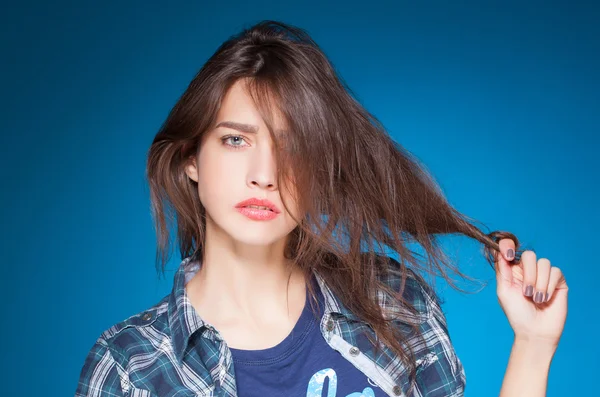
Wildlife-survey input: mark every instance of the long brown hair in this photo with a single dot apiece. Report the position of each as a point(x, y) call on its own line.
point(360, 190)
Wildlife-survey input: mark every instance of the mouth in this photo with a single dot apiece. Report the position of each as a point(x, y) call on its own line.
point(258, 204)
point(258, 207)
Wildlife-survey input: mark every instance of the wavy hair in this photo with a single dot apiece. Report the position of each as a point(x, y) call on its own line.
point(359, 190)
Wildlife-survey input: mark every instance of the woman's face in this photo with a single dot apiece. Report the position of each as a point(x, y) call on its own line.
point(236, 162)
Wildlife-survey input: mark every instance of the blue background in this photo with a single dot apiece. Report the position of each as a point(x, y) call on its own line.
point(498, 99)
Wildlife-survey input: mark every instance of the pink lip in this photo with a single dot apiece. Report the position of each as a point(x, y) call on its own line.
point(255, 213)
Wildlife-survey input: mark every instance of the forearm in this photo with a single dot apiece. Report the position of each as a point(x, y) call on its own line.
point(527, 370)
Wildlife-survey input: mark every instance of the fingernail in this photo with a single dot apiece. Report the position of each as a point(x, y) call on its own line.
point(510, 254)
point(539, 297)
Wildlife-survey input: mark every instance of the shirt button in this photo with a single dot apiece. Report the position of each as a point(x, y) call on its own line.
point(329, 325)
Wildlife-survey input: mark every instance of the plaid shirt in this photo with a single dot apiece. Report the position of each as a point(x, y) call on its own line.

********

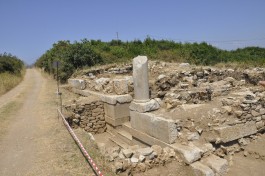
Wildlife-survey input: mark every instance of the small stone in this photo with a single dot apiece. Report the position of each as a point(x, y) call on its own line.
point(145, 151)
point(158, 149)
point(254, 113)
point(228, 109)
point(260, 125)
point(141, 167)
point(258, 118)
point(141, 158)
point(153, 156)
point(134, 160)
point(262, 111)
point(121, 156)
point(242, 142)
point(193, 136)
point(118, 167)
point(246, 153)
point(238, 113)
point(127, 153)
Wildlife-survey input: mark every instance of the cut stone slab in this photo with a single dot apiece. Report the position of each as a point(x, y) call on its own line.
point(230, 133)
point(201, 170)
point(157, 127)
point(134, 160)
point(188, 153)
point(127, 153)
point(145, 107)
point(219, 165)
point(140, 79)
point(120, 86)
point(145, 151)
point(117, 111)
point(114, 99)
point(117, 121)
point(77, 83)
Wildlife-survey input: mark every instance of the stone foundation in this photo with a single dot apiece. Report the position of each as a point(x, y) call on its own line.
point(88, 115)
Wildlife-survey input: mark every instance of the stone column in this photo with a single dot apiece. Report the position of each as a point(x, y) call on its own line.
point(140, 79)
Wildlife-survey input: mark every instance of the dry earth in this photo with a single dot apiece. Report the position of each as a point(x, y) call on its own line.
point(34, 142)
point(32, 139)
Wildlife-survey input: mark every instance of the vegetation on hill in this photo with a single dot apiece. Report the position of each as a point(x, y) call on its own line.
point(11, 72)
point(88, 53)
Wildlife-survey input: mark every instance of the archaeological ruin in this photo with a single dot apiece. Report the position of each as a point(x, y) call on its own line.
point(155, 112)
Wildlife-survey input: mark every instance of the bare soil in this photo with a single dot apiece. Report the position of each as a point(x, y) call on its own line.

********

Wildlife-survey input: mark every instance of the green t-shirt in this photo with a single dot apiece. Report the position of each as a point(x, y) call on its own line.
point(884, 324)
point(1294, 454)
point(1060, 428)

********

[Action item] Scan the lines above for "Wildlife-survey input: mark every instance of the small" and for "Wildlife-survey input: mark every instance of the bare". Repeat exactly the line holding each of them and every line in between.

[Response]
Wildlife-survey input: mark every instance of the small stone in this photo with a single dot apiece. Report the position of each as a point(x, y) call on its own line.
point(145, 151)
point(158, 149)
point(254, 113)
point(228, 109)
point(260, 125)
point(141, 167)
point(258, 118)
point(141, 158)
point(153, 156)
point(134, 160)
point(262, 111)
point(121, 156)
point(242, 142)
point(193, 136)
point(118, 167)
point(246, 153)
point(238, 113)
point(127, 153)
Wildlife-survey input: mark every instance of the cut stone slab in this photo with a single dot apiece. Report the position of each as a point(x, y) call on its own line.
point(230, 133)
point(201, 170)
point(157, 127)
point(134, 160)
point(188, 153)
point(127, 153)
point(145, 107)
point(219, 165)
point(140, 79)
point(120, 86)
point(145, 151)
point(117, 111)
point(114, 99)
point(117, 121)
point(77, 83)
Wildlife-survey input: mark every instance of the stone foundation in this photo with a single dot apiece. Report the position of each as a point(x, y) call on its own line.
point(88, 115)
Wildlife-survey input: mark every instance of the stone column in this photo with a single dot apiece. Report the position of each as a point(x, y) call on its own line.
point(140, 79)
Wildlife-survey input: mark every instance of the dry earth in this photo with a single dot apiece. Report the position of each as a point(x, y) call on its own line.
point(34, 142)
point(32, 139)
Wildlife-survey input: mark every instance of the vegetation on hill in this photo with a single dot apiece. Report the position of each as a point(x, y) call on its own line.
point(11, 72)
point(88, 53)
Wildlife-survey input: mark every instance of the archaeological ruin in this photo with a single dot apiece. Report the position of each as a point(x, y) call on its own line.
point(155, 112)
Wildlife-survey input: mark every instance of the bare soil in this photo with a single dot apiece. Report the position of each as a point(x, y) call on its own line.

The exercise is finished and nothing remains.